## Challenges
A - Please answer these from the football grounds blog, keeping the same marks:
(i) Which two buildings are named as the nearest of any note to the Tulloch Caledonian Stadium?
(ii) What serves as the club shop at the Inverness ground?
(iii) How much money did the writer hand over at the Kalevi Stadium ticket office?
B - Pick up the football grounds blog after its last sentence and keep writing.

## Text shown
+ + + + + + +
Saturday, 12 September 2009

Grounds Without Games: Inverness

A twenty-minute walk from the nearest pub, or a Rory Delap throw-in's distance from either the Moray Firth or the main road north, the Tulloch Caledonian Stadium is a neat and tidy ground built with all the loving care of an edge-of-town outlet shopping centre. The main stand has its back to the water, the clubshop is a portakabin, and the nearest buildings of any note are a scrapyard and a bathroom tile warehouse.

On the plus side, Terry Butcher was nowhere to be seen.

Tuesday, 12 May 2009

Ground 112: Kalevi staadionil


The crowd had built up to four or five dozen by the time I got to Kalevi Stadium. What passed for a ticket office was at the back of the single stand, one man with a purse and a table. He spoke no English so I handed over fifty crowns and waited for some change that never came. It's clearly an expensive division, the Estonian Esiliiga.
+ + + + + + +
## Supplied material
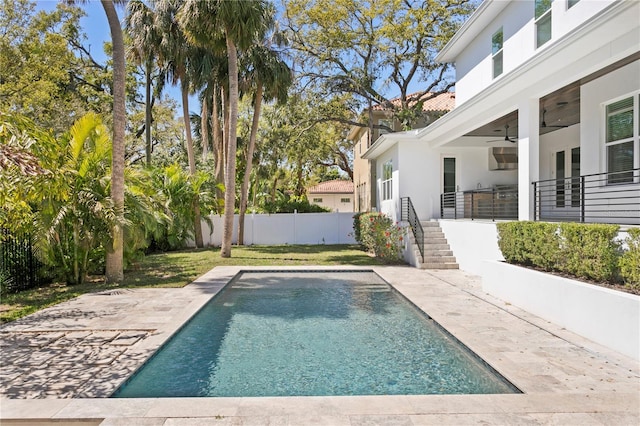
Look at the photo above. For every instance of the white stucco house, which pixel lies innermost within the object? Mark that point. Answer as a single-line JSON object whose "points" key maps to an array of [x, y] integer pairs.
{"points": [[546, 125], [335, 195]]}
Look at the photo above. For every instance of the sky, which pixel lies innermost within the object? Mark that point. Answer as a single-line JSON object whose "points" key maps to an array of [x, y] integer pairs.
{"points": [[96, 28]]}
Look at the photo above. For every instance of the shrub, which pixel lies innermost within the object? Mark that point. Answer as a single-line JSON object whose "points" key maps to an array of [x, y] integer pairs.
{"points": [[529, 243], [356, 228], [379, 235], [589, 251], [630, 260]]}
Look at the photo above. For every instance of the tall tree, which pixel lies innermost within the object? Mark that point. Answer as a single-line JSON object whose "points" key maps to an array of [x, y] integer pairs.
{"points": [[270, 77], [142, 30], [373, 48], [240, 24], [114, 269], [176, 54]]}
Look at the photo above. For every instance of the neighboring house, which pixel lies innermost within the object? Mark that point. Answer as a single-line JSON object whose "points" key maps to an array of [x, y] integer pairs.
{"points": [[364, 170], [546, 124], [335, 195]]}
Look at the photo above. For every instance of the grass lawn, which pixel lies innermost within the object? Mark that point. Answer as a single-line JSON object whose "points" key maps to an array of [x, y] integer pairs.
{"points": [[177, 269]]}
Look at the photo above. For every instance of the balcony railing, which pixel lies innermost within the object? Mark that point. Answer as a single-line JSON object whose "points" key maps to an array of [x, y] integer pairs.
{"points": [[408, 214], [598, 198], [498, 202]]}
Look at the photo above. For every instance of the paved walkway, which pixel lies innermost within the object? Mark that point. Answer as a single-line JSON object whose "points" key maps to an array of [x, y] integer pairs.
{"points": [[62, 363]]}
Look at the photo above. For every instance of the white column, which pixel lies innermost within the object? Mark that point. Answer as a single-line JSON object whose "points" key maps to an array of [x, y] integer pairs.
{"points": [[528, 155]]}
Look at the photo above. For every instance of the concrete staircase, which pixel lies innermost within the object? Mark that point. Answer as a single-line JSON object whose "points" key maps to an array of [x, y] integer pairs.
{"points": [[437, 253]]}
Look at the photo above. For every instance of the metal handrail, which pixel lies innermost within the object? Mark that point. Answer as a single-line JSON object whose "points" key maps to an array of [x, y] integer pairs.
{"points": [[408, 214], [485, 203], [598, 198]]}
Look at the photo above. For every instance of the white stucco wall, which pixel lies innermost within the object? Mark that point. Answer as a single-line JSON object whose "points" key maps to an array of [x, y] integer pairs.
{"points": [[473, 243], [593, 96], [420, 177], [333, 202], [474, 64]]}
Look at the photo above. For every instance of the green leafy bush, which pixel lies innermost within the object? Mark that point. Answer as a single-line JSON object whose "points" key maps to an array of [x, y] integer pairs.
{"points": [[583, 250], [630, 260], [380, 235], [589, 250], [529, 243], [356, 228]]}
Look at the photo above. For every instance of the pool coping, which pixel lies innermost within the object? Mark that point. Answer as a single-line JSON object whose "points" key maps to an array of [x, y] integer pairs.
{"points": [[564, 377]]}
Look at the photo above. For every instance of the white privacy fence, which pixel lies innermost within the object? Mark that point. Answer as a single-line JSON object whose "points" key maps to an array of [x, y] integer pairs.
{"points": [[286, 228]]}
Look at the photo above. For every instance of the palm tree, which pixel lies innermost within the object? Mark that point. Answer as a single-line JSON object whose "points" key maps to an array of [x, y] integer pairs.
{"points": [[240, 24], [140, 23], [114, 271], [176, 55], [271, 77]]}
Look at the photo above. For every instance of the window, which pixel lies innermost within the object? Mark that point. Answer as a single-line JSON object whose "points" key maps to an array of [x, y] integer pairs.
{"points": [[496, 52], [385, 122], [621, 141], [543, 21], [387, 172]]}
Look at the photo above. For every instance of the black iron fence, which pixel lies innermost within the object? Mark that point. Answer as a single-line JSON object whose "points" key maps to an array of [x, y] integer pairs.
{"points": [[498, 202], [408, 214], [20, 264], [598, 198]]}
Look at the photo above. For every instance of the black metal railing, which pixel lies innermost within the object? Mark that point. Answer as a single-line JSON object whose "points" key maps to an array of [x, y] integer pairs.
{"points": [[20, 265], [498, 202], [408, 214], [598, 198]]}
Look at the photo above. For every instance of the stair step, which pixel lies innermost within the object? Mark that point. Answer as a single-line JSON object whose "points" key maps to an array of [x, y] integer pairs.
{"points": [[431, 241], [436, 247], [428, 253], [433, 235], [429, 224], [439, 266], [439, 259]]}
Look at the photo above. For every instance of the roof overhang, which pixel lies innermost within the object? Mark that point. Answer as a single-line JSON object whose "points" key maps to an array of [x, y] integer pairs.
{"points": [[387, 141], [478, 21], [599, 42]]}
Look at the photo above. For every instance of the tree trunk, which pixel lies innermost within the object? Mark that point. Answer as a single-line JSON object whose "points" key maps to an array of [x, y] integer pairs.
{"points": [[218, 141], [115, 251], [244, 192], [147, 112], [230, 175], [192, 163], [204, 126]]}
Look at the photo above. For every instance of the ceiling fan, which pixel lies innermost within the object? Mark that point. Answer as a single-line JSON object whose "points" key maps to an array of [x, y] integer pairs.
{"points": [[543, 124], [506, 136]]}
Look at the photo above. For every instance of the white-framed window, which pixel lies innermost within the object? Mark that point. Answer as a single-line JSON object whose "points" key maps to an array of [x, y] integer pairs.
{"points": [[622, 138], [387, 173], [497, 40], [543, 21], [385, 122]]}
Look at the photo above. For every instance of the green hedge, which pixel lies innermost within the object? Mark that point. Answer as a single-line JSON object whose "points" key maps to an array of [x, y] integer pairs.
{"points": [[630, 259], [379, 235], [584, 250]]}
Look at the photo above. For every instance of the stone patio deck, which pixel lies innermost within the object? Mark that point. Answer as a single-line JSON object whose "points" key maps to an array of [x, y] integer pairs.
{"points": [[60, 365]]}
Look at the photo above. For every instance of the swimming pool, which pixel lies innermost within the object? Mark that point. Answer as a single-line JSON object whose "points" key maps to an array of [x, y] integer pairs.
{"points": [[311, 333]]}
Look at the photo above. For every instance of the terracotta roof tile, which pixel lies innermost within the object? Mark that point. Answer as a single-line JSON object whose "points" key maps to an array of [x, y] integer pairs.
{"points": [[442, 102], [332, 186]]}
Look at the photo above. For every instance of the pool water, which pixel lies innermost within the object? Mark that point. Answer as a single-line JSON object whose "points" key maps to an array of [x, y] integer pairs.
{"points": [[311, 333]]}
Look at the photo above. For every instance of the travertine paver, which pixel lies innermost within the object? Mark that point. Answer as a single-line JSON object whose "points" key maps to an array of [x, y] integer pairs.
{"points": [[55, 364]]}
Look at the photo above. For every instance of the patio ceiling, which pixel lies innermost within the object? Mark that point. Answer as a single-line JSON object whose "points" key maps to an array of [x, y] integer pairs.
{"points": [[558, 110]]}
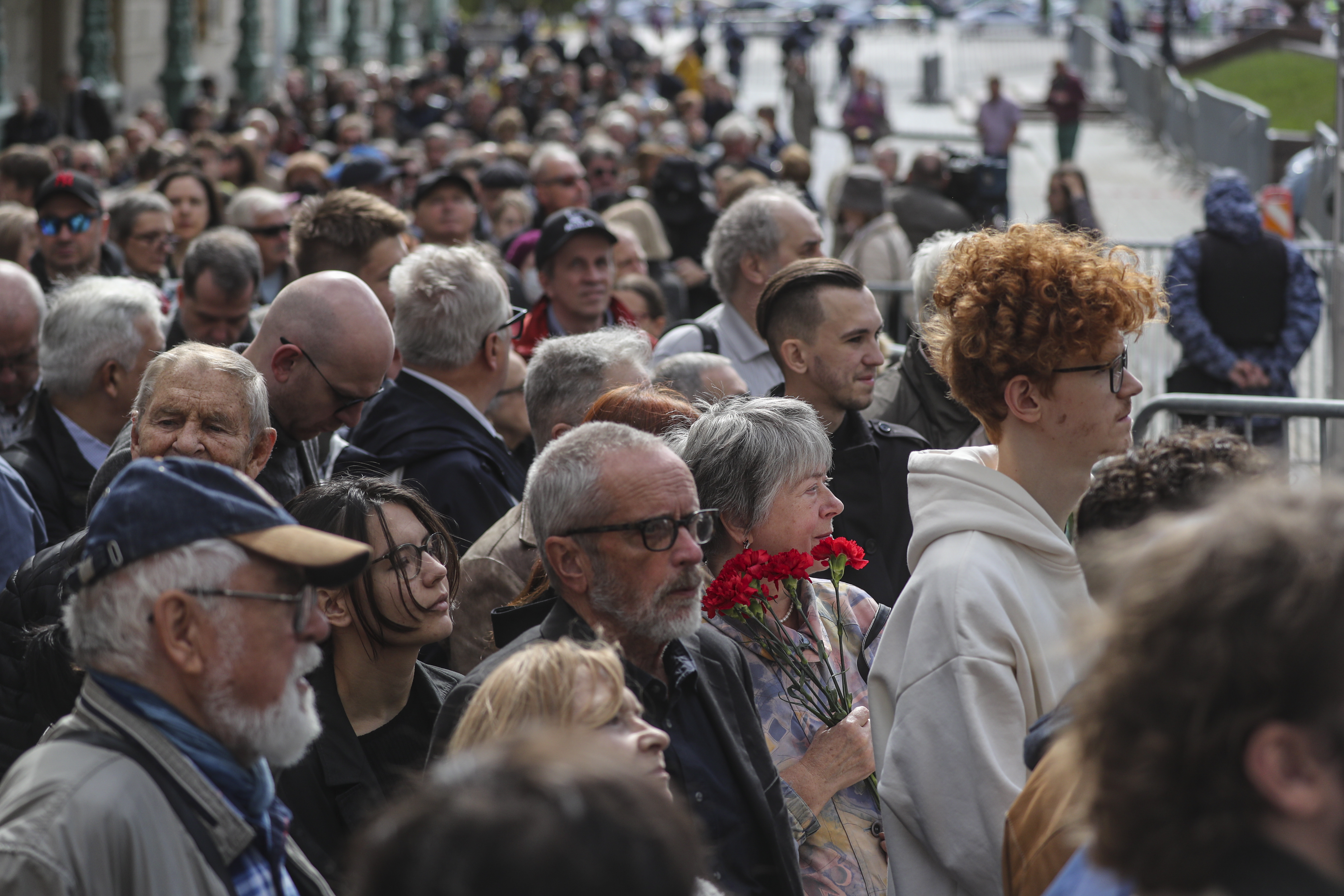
+ + + + + + +
## Outputs
A -
(i) A scrapyard and a bathroom tile warehouse.
(ii) A portakabin.
(iii) Fifty crowns.

B -
At kick-off the home team, Parnu JK Vaprus, were in third place, having won four, drawn two and lost three of their first nine games. Their opponents Valga FC Warrior, who represent a city on the Estonian-Latvian border but play all of their home games in Tallinn, were two places and two points behind. From the outset it was clear that Valga were by far the better team, with two pacy wingers stretching the cumbersome home defence. They took the lead after ten minutes, doubled it thirty seconds after the restart, then sat back and let Parnu hoof the ball aimlessly towards their corner flags, much to the disgust of the home support (though the two away fans seemed fairly happy about it all).



Date: May 10th 2009
Admission: 50 EEK

Sunday, 10 May 2009

Ground 111: Arkādija, Riga


I only realised FS Metta and Valmiera were playing ten minutes before kick-off, and by the time I reached the stadium the visitors were one-nil up. There was an electronic scoreboard tacked to the fence on the far side of the pitch and the hundred or so spectators were all down one side, squinting into the sun from folding plastic seats. Directly across the road, Riga's Russian-speakers were commemorating the end of World War Two at the Victory Monument, the music almost but not quite drowning out the ten-year-old kid in front of me who insisted on banging on a drum and chanting "No! No! No!" whenever Valmiera attacked. Thankfully, that wasn't often.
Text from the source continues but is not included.